_Estratto del documento_.
Si tratterebbe in definitiva – si può aggiungere – di un accordo tra le parti, libera espressione della loro autonomia negoziale, estraneo peraltro alla categoria degli accordi prematrimoniali (ovvero effettuati in sede di separazione consensuale) in vista del divorzio, che intendono regolare l’intero assetto economico tra i coniugi o un profilo rilevante (come la corresponsione di assegno), con possibili arricchimenti e impoverimenti. Nella specie, dunque un accordo (rectius: un vero e proprio contratto) caratterizzato da prestazioni e controprestazioni tra loro proporzionali, secondo l’inquadramento effettuato dal giudice a quo.
Come si è detto, una motivazione adeguata e non illogica, e immune da errori di diritto.
Come è noto, ai sensi dell’art. 1197 c.c. il debitore non può liberarsi eseguendo una prestazione diversa da quella dovuta, salvo che il creditore vi consenta; l’obbligazione si estingue quando la diversa prestazione è eseguita. Nella specie, il trasferimento di immobile può sicuramente costituire adempimento, con l’accordo del creditore, rispetto all’obbligo di restituzione delle somme spese per la sistemazione di altro immobile, adibito a casa coniugale.
La condizione, nella specie sospensiva (il ‘‘fallimento’’ del matrimonio) non può essere meramente potestativa ai sensi sensi dell’art. 1355 c.c., e cioè dipendere dalla mera volontà di uno dei contraenti (ciò che, nella specie, non potrebbe verificarsi, considerando, evidentemente, le parti tale ‘‘fallimento’’, come fattore oggettivo, indipendentemente da eventuali responsabilità addebitabili all’uno o all’altro coniuge).
La condizione neppure può porsi in contrasto con norme imperative, l’ordine pubblico, il buon costume (in tal caso renderebbe nullo il contrasto, ai sensi dell’art. 1354 c.c.). Dunque nulla sarebbe una condizione contraria all’art. 160 c.c., sopra indicato. E tuttavia, nella specie, essa appare pienamente conforme a tale disposizione, ove si consideri che in costanza di matrimonio (e prima della crisi familiare) opera tra i coniugi il dovere reciproco di contribuzione di cui all’art. 143 c.c.; il linguaggio comune spiega il significato ad esso attribuito dal legislatore, è la parte che ciascuno conferisce, con cui si concorre, si coopera ad una spesa, al raggiungimento di un fine. Con la contribuzione, si realizza dunque il soddisfacimento reciproco dei bisogni materiali e spirituali di ciascun coniuge, con i mezzi derivati dalle sostanze e dalle capacità di ognuno di essi.

(Descrizioni di regioni in linguaggio naturale)
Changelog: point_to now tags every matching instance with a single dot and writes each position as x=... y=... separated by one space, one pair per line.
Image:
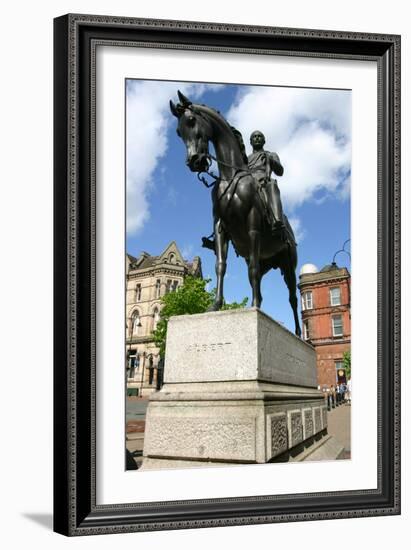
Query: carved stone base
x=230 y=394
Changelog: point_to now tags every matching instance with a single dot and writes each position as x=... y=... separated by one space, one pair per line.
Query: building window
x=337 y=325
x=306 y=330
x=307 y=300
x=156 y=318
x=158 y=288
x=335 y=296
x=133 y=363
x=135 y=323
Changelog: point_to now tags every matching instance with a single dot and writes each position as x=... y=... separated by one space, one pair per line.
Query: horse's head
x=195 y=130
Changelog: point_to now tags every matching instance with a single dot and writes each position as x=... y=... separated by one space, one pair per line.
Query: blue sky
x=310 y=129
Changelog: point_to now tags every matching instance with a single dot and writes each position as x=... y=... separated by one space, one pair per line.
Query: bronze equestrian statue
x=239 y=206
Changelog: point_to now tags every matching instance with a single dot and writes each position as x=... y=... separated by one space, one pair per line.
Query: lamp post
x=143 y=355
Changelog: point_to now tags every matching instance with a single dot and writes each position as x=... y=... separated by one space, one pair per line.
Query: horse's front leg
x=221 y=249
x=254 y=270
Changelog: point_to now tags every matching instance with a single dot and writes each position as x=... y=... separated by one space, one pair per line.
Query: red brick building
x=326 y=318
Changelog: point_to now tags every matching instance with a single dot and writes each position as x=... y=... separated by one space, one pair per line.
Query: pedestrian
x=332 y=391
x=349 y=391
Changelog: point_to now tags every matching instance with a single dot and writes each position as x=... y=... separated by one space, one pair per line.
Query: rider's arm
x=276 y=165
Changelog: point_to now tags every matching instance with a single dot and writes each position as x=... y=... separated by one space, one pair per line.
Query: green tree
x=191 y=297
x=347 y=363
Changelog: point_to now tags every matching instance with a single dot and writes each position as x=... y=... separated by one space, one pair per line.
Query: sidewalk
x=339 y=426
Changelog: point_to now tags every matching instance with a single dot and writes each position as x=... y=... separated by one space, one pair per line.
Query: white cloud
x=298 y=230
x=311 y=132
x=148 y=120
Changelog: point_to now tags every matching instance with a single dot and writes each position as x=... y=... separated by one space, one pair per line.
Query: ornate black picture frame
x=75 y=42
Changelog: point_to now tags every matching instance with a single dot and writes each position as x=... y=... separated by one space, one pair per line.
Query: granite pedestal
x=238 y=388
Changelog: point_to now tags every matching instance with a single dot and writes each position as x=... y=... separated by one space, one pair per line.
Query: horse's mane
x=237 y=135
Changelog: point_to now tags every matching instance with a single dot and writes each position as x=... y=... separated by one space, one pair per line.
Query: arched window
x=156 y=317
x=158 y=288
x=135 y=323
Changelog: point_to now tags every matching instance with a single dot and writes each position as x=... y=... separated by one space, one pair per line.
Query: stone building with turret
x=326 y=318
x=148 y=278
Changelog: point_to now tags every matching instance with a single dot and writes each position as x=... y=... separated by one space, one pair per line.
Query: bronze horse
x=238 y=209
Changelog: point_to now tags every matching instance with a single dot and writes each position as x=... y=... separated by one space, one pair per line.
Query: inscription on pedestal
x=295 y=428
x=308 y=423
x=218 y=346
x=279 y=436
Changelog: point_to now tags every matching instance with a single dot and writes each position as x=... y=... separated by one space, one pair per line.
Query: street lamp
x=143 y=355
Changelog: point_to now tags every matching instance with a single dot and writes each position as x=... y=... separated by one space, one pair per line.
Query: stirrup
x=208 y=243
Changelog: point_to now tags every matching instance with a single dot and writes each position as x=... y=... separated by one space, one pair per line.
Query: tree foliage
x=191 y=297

* * *

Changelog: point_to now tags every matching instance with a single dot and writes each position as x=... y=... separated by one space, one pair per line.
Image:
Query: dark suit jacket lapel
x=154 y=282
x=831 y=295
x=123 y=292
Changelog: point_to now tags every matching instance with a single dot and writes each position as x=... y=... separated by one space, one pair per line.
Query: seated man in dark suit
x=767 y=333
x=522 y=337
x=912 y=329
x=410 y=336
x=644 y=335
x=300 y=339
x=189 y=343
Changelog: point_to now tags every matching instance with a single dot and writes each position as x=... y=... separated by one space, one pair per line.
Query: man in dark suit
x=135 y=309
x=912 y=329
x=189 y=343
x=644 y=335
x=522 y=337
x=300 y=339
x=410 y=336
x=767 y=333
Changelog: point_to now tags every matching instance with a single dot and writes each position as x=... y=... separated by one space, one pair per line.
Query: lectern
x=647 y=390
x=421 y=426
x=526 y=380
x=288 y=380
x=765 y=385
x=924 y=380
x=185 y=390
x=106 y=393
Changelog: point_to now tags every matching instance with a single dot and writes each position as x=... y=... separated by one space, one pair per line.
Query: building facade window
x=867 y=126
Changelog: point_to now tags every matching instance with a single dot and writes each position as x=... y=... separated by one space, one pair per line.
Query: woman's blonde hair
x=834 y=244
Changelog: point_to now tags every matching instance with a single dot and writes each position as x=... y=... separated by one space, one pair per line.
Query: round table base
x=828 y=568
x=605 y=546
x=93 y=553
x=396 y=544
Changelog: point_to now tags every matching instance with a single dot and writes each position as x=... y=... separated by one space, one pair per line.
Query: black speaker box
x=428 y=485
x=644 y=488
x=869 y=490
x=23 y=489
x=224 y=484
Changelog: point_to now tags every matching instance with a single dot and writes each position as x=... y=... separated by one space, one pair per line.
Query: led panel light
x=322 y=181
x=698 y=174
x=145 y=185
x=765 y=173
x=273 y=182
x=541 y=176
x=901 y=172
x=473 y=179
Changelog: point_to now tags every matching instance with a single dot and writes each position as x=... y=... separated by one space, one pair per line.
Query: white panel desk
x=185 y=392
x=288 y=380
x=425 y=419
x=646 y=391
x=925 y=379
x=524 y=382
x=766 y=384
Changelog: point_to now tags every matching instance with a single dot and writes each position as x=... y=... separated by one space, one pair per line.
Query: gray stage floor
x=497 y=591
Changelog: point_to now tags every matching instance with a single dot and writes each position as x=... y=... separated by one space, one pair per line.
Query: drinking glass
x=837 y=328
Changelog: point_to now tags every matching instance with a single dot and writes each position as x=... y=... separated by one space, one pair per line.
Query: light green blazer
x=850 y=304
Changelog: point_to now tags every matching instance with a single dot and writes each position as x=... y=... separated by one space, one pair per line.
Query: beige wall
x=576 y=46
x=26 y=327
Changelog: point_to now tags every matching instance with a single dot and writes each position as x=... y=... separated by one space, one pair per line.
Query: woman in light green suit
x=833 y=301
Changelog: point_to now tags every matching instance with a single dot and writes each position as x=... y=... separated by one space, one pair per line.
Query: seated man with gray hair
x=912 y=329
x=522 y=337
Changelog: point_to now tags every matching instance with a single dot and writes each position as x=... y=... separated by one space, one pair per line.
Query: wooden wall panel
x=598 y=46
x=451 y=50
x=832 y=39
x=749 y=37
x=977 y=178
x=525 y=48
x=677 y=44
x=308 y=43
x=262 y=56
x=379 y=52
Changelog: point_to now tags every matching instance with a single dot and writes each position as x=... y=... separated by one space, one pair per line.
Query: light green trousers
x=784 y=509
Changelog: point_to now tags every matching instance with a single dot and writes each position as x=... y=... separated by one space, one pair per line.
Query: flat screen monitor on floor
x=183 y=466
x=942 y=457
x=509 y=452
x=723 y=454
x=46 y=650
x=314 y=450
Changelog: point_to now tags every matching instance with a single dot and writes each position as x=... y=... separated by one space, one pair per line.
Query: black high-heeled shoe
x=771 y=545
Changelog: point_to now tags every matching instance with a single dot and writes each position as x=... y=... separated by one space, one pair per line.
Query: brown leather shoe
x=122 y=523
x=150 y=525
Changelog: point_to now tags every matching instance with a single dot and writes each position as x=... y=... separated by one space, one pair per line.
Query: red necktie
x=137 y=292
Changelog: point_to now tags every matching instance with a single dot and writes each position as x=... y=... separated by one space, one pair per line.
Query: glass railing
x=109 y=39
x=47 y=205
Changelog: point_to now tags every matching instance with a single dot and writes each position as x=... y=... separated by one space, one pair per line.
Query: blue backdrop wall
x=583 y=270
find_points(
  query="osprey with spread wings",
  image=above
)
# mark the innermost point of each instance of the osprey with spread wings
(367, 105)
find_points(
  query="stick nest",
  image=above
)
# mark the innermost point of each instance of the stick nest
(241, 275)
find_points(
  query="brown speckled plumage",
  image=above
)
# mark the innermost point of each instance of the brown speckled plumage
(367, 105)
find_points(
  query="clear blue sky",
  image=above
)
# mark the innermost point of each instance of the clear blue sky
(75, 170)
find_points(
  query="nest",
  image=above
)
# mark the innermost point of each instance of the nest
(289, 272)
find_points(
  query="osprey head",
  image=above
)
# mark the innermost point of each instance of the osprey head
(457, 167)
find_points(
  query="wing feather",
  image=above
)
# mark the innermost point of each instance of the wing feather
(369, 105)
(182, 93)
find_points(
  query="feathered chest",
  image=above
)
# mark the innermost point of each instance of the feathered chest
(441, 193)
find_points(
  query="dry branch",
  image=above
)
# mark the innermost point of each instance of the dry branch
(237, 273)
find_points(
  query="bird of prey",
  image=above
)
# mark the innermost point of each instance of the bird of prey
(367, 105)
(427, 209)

--

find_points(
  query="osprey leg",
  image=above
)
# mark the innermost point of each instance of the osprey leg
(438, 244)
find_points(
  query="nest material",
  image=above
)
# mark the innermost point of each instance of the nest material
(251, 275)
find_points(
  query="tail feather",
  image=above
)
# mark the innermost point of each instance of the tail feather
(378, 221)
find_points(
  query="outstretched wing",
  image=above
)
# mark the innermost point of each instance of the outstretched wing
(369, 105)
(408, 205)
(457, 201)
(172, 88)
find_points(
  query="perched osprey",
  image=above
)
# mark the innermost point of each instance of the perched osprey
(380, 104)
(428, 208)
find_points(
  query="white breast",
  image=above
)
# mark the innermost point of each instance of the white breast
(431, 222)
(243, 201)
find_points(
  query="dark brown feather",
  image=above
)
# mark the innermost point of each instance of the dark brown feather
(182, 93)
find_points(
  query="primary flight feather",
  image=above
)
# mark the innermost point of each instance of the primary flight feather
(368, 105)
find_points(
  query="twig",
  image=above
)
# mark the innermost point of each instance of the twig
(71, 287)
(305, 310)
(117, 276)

_Compiti da svolgere_.
• 1. Elenca tutti gli articoli del codice civile citati nel brano sull'accordo tra coniugi.
• 2. Ricopia dal brano sull'accordo tra coniugi il tratto che va da "Come è noto, ai" fino a "a casa coniugale.".
• 3. Prosegui il brano sull'accordo tra coniugi dopo l'ultima frase riportata.
L'elenco non serve per svolgere i compiti.

_Risposte agli esercizi_.
• 1. art. 1197 c.c., art. 1355 c.c., art. 1354 c.c., art. 160 c.c., art. 143 c.c.

• 2.
Come è noto, ai sensi dell’art. 1197 c.c. il debitore non può liberarsi eseguendo una prestazione diversa da quella dovuta, salvo che il creditore vi consenta; l’obbligazione si estingue quando la diversa prestazione è eseguita. Nella specie, il trasferimento di immobile può sicuramente costituire adempimento, con l’accordo del creditore, rispetto all’obbligo di restituzione delle somme spese per la sistemazione di altro immobile, adibito a casa coniugale.

• 3.
Può sicuramente ipotizzarsi che, nell’ambito di una stretta solidarietà tra i coniugi, i rapporti di dare ed evere patrimoniale subiscano, sul loro accordo, una sorta di quiescenza, una ‘‘sospensione’’ appunto, che cesserà con il ‘‘fallimento’’ del matrimonio, o con il venir meno, provvisoriamente con la separazione, e definitivamente con il divorzio, dei doveri o diritti coniugali.
Condizione lecita, dunque, nella specie, di un contratto atipico, espressione dell’autonomia negoziale dei coniugi, sicuramente diretto a realizzare interessi meritevoli di tutela, ai sensi dell’art. 1322, secondo comma c.c. Vanno pertanto rigettati i due motivi, in quanto infondati e, conclusivamente, il ricorso stesso.
P.Q.M.
La Corte rigetta il ricorso.
A norma dell’art. 52 D.L. 196/03, in caso di diffusione del presente provvedimento omettere le generalità e gli altri atti identificativi delle parti, dei minori e dei parenti, in quanto imposto dalla legge.